--- Fragment dokumentu ---

Aktualności
Futbol wrócił do domu na Futboholik Cup
Nie jest do jednak do końca prawda. Dysponowali bowiem sporym gronem kontaktów w mediach społecznościowych, zapałem i ciekawym pomysłem. – Wszystko narodziło się w hondzie civic. Pojechaliśmy na mecz Piaska Potworów z Fairantem Kraków. Wtedy stwierdziliśmy, że skoro Fairant może przyjechać aż do Potworowa, żeby pograć w piłkę, to dlaczego my też nie możemy ściągnąć więcej b-klasowych ekip i zacieśniać więzi, łączyć ludzi, poznawać się. Środowisko powinno się integrować. Wpadliśmy na pomysł, żeby powstał Futboholik Cup. A później to już lawina… Cel charytatywny, promocja, sponsorzy, ludzie dobrej woli… Poszło samo – opowiada Michał, który Macieja i Mateusza pierwszy raz spotkał oczywiście na stadionie. – Poznaliśmy się na piłce b-klasowej. Zawiązaliśmy we Wrocławiu nieformalną groundhopperską grupę, pomógł też Twitter. Zaczęliśmy razem jeździć na mecze, a dziś jesteśmy już dobrymi kumplami – wspomina.
– Można to nazwać rewolucją piłkarską. Trójka przyjaciół zrobiła turniej dla ludzi z całej Polski. Poznałem wiele osób, które interesują się piłką nożną, turystyką stadionową, ale były też tak zwane profesjonalne drużyny piłkarskie. Chwała im za to, bo cel był szczytny. Myślę, że turniej będzie ponawiany, rozmawiałem już z trójką organizatorów. Wszyscy się świetnie bawili. Warto – podsumował imprezę prezes Dolnośląskiego Związku Piłki Nożnej Andrzej Padewski. – Prezes od początku był z nami. Podszedł do wszystkiego z wielkim szacunkiem i wyrozumiałością. Zastanawialiśmy się, czy wypada prosić o pomoc, ale prezes swoją bezpośredniością szybko przełamał lody. Bardzo nam pomógł, bardzo dziękujemy – odpowiada Michał. – Fajna impreza, szczytny cel, super okazja, żeby osobiście poznać osoby znane tylko z Twittera, a przy okazji się trochę spocić – mówi Maciej Zieliński, legendarny koszykarz Śląska Wrocław, który w Futboholik Cup był obrońcą drużyny Kibiców Śląska Wrocław.

--- Wiersze zbioru danych ---

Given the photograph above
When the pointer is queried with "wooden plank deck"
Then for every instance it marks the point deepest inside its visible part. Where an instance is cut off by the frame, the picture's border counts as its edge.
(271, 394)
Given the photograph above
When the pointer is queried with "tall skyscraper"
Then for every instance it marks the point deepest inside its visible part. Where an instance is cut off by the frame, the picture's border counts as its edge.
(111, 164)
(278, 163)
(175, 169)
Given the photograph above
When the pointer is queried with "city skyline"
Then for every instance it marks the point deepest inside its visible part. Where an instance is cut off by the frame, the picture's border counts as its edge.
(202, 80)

---
--- Wiersze zbioru danych ---

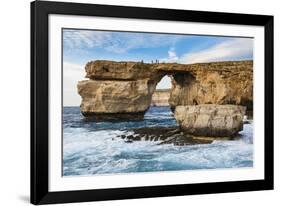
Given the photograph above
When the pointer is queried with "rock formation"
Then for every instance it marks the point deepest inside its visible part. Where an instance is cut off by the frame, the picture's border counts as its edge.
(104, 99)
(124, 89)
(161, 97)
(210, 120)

---
--- Wiersze zbioru danych ---

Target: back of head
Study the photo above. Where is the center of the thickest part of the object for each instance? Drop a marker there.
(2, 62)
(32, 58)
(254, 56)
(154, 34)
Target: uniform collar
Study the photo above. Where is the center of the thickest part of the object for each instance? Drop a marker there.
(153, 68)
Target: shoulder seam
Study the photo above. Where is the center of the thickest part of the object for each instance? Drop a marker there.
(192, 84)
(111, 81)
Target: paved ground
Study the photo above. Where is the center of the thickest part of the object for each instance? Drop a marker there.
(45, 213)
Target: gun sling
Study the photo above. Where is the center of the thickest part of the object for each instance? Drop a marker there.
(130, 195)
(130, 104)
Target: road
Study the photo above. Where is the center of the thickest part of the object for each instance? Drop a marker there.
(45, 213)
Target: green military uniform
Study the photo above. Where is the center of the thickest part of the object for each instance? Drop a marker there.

---

[Zadania do wykonania]:
(a) W jakim samochodzie, według Michała z tekstu o Futboholik Cup, narodził się pomysł turnieju?
(b) Przetłumacz na angielski zdanie z tekstu o Futboholik Cup: „Trójka przyjaciół zrobiła turniej dla ludzi z całej Polski”.
(c) Dopisz dalszy ciąg tekstu o Futboholik Cup, zaczynając po jego ostatnim zdaniu.
Rekordy nie mają tu żadnego znaczenia.

[Rozwiązane zadania]:
(a) W hondzie civic.

(b) Three friends organized a tournament for people from all over Poland.

(c)
W Futboholik wzięło udział osiem drużyn z całej Polski. Ich zmagania w mediach społecznościowych oraz w hali śledziły setki osób. Poza walorami sportowymi i towarzyskimi turniej miał jeszcze jeden ważny aspekt – charytatywny. Zbierano pieniądze dla Fundacji Carita, która pomaga chorym na szpiczaka, nieuleczalny nowotwór. – Przez social media odezwaliśmy się do kilku znanych osób. Przyszła koszulka od Patryka Lipskiego, potem kolejne i poszło. Później już ludzie sami nas pytali, czy chcemy taką lub inną koszulkę. Łącznie mieliśmy 43 gadżety – koszulki, vouchery – mówi Mateusz.
Mączka, Szczęsny i Rył udowodnili, że można zorganizować świetną imprezę startując w zasadzie od zera. – Chcieliśmy pokazać, że można coś zrobić praktycznie bez budżetu. Samymi chęciami, tym że po prostu mamy kolegów. Pomysł i chęci wystarczą do sukcesu – twierdzi Rył. – Potwierdzają, że słowo „niemożliwe” nie istnieje – dodaje prezes Padewski. – Futbol wrócił do domu. Przyjechali tu amatorzy, a przecież piłka ma właśnie takie korzenie. Pomogliśmy fundacji, środowisko się integruje. Musimy się trzymać razem, jeżeli chcemy rozwijać piłkę. Zachęcamy wszystkich, by sami podjęli się podobnych inicjatyw. Róbcie to. Bez względu na pobudki czy cele. Kłody będą leciały pod nogi, ale następnego dnia przyjemnie będzie spojrzeć w lustro – zachęca Michał Mączka.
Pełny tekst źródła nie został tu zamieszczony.